--- Work to complete ---
Could you please retype all of the entries exactly as they appear?

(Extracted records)

________

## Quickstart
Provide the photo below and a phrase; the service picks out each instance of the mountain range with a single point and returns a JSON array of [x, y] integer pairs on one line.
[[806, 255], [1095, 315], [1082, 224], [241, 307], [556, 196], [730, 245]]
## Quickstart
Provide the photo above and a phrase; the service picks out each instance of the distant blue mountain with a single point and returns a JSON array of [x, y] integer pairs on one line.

________

--- Task answer ---
## Quickstart
Provide the photo below and a phrase; the service picks out each instance of the mountain range with a single point and returns a JSON array of [x, y] integer pairs on one line.
[[806, 255], [1095, 315], [1082, 224], [241, 307], [556, 196], [730, 245]]
## Quickstart
Provide the photo above and a phrase; the service picks out each instance of the distant blue mountain with a single point and returns a JSON array of [x, y] integer pairs on one line.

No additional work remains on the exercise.